▶ _Consigne_
Recopiez, dans le texte sur la journée « santé libérée », tout ce qui va de « Même si la journée » jusqu'à « aller plus loin. » inclus.

▶ _Texte de lecture_
Même si la journée « santé libérée » organisée à l'initiative conjointe de la CSMF, du SML et d'Alliance n'a pas fait l'unanimité dans le corps médical, loin s'en faut, certains comptent aller plus loin.
Le Dr Michel Chassang, président de la Confédération, est en tout cas persuadé qu'il y a là un concept « révolutionnaire » à creuser malgré les réticences « normales » d'une partie du corps médical. « Cette journée a vocation à être reproduite, explique-t-il. Est-ce que ce sera un jour par semaine, ou tous les quinze jours ? Je ne sais pas encore mais il s'agit de créer un espace-temps, parfaitement lisible et identifié, au cours duquel les honoraires pourront être supérieurs aux tarifs conventionnels. C'est une expérimentation grandeur nature de l'espace de liberté. » Ce jour-là, le mercredi par exemple, les médecins en secteur I pourraient alors partager avec les patients qui le souhaitent, en parfaite connaissance de cause, une médecine plus lente et plus à l'écoute. Mais aussi plus chère (hors urgences et hors CMU) dans le cadre de l'application légale d'un DE correspondant à des circonstances exceptionnelles de temps. « Il s'agirait de quelques euros de plus », relativise le Dr Chassang. Qu'on se le dise en tout cas : la philosophie des journées « santé libérée » n'est « ni ludique ni marrante ». Elle vise à briser progressivement le tabou tarifaire sans céder aux sirènes de ceux qui prônent la « libéralisation totale des prix en médecine ».
Séquelles de la rupture conventionnelle
En attendant la réforme de l'assurance-maladie que la CSMF juge « incontournable », cette initiative, qui concerne aussi bien les généralistes que les spécialistes en secteur I, est aussi une manière de prolonger le mouvement de protestation des médecins libéraux. Grogne des spécialistes d'abord, qui attendent toujours « d'un jour à l'autre » la publication du règlement conventionnel minimum (RCM). « Si les choses traînent, c'est parce qu'il y a en ce moment des arbitrages douloureux et difficiles », analyse le Dr Chassang. Mais aussi mécontentement larvé des généralistes qui ont toujours la « même mauvaise convention vide de sens, et qui conduit à un système à la britannique ».

▶ _Données sources_
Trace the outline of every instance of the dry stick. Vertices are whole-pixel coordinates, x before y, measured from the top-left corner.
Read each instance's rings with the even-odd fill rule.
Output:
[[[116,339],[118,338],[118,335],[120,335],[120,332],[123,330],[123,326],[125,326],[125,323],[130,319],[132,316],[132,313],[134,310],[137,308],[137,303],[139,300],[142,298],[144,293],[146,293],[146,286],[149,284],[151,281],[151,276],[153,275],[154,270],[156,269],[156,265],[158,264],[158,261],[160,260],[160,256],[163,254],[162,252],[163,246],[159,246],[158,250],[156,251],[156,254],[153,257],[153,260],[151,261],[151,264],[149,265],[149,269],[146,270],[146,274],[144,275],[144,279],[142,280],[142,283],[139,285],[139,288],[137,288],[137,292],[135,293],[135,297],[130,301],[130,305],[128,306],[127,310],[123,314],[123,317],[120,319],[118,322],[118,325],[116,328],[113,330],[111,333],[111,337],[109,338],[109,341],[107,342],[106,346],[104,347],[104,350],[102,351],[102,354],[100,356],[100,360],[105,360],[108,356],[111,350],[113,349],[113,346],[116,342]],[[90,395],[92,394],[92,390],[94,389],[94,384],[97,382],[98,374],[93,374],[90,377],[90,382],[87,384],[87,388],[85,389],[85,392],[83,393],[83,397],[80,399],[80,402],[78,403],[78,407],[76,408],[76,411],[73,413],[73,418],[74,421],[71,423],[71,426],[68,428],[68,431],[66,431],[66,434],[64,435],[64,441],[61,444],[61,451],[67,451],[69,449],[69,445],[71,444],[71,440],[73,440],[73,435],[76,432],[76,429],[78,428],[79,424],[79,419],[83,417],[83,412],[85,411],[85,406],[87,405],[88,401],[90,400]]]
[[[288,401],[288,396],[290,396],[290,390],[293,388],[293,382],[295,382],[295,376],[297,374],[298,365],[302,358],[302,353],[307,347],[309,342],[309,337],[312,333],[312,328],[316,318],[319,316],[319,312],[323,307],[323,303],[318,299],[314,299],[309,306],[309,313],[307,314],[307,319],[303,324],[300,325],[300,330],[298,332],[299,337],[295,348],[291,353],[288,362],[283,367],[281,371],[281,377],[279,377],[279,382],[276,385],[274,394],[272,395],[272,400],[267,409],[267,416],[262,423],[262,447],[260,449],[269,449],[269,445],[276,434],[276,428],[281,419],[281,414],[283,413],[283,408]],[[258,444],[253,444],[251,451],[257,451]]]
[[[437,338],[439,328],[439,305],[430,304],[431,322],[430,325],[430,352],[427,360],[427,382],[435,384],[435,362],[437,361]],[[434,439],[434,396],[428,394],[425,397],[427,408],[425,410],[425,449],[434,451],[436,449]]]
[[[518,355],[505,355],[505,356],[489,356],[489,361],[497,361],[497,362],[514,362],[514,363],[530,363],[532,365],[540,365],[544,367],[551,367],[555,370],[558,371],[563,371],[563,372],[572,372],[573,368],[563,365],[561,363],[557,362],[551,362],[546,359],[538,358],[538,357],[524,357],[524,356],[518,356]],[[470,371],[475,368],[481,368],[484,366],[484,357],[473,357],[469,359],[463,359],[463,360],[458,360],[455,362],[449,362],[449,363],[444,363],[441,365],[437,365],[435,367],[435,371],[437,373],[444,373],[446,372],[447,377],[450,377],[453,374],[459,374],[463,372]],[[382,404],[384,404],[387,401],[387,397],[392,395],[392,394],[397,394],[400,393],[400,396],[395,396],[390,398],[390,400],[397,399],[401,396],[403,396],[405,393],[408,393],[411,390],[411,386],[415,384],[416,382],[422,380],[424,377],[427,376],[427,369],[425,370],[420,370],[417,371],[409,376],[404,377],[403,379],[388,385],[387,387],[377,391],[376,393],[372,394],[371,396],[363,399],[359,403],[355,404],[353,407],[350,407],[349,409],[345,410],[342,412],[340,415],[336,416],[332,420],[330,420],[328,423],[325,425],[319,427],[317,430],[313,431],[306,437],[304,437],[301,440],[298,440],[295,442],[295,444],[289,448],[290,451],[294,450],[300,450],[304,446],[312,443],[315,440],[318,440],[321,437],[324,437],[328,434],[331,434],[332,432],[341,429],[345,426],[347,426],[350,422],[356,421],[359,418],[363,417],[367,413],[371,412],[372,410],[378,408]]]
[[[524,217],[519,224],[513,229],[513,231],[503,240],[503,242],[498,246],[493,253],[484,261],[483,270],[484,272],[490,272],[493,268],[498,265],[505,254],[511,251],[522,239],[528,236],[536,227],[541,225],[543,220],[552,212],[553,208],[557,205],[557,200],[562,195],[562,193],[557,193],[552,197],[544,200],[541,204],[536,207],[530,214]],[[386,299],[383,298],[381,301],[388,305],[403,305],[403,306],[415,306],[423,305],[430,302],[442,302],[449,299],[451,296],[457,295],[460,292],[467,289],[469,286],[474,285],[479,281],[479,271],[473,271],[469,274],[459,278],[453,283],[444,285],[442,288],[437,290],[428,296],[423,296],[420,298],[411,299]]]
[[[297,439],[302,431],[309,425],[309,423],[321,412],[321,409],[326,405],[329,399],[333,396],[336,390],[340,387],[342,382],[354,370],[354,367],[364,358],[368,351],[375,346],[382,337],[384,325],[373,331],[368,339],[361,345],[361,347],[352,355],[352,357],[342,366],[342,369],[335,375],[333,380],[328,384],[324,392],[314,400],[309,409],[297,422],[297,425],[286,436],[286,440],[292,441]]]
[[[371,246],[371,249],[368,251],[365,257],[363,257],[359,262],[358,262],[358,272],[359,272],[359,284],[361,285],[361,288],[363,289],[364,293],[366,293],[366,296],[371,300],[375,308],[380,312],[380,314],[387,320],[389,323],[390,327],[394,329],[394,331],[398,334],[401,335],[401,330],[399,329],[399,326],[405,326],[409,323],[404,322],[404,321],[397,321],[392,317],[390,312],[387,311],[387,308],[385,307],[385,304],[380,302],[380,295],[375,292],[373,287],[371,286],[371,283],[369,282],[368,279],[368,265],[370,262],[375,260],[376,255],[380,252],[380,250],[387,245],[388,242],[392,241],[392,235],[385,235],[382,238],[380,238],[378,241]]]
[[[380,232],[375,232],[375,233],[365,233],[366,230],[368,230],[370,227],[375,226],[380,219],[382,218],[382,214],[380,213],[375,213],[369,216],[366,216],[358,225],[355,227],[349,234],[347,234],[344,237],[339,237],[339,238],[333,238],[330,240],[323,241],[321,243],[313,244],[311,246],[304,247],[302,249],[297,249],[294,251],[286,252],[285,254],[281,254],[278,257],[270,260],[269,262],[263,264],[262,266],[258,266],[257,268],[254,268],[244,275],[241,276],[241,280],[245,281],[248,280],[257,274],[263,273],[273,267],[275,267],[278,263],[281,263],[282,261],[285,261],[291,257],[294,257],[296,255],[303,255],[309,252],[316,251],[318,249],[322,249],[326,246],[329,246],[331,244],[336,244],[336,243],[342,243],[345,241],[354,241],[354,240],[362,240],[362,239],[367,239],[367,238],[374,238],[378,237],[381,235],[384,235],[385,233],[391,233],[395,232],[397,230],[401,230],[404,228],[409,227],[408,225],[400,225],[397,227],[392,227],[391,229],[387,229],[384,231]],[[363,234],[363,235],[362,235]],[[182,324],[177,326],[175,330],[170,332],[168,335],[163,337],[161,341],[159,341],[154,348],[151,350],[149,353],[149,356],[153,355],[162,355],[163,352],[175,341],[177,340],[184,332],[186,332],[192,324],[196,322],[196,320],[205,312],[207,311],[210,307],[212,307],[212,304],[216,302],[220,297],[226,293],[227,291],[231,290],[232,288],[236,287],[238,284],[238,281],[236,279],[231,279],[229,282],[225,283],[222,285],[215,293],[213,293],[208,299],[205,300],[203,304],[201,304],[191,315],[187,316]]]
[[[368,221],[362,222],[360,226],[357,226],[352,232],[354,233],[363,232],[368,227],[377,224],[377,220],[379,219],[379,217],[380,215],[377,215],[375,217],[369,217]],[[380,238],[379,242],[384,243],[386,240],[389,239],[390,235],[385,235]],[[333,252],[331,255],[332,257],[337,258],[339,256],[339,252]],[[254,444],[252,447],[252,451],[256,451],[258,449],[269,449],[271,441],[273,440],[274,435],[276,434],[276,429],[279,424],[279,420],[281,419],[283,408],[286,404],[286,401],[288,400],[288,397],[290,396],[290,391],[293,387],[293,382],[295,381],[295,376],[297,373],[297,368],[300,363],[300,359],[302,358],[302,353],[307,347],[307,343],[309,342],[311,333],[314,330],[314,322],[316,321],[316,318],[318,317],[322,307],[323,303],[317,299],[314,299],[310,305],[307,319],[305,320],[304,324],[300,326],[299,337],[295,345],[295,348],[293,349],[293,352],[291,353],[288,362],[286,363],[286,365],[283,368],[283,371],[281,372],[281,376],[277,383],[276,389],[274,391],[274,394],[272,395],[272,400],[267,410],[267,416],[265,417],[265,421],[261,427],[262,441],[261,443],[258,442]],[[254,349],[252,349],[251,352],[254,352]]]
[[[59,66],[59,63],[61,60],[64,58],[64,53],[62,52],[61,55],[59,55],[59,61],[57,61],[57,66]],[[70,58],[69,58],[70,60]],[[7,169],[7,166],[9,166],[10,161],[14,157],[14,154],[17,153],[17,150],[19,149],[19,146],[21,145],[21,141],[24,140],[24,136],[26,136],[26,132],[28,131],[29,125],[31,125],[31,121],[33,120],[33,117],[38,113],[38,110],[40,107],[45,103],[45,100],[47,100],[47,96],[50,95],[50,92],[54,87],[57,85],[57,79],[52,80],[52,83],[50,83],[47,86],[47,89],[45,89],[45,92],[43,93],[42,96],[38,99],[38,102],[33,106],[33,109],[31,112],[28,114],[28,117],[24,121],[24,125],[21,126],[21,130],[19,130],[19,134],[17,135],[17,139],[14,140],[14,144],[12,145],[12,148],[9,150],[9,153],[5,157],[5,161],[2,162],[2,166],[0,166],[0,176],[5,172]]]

▶ _Zone de réponse_
Même si la journée « santé libérée » organisée à l'initiative conjointe de la CSMF, du SML et d'Alliance n'a pas fait l'unanimité dans le corps médical, loin s'en faut, certains comptent aller plus loin.